* DATA IN THIS EXERCISE *
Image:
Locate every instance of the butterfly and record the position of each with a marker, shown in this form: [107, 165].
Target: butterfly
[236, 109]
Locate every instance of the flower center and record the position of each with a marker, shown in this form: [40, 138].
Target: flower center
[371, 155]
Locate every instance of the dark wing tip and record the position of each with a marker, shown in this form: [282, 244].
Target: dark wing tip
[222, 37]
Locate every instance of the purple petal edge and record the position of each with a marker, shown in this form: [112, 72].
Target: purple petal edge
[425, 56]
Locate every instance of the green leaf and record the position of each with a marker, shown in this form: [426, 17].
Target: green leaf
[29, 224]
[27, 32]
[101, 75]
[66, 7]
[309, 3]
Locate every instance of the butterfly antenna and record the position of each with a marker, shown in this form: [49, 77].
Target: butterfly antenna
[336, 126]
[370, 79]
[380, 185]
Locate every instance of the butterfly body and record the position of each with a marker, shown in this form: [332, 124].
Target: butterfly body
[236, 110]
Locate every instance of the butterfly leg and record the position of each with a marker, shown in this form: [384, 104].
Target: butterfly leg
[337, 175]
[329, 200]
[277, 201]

* INSTRUCTIONS TO FOLLOW *
Copy out word for word the lines from the one containing "Locate every instance of the butterfly leg" through the end of the records, including both the first and last lines.

* ANSWER TO THE TASK *
Locate every instance of the butterfly leg and record the position of each with a marker, shown in this form: [384, 104].
Target: butterfly leg
[337, 175]
[329, 200]
[277, 201]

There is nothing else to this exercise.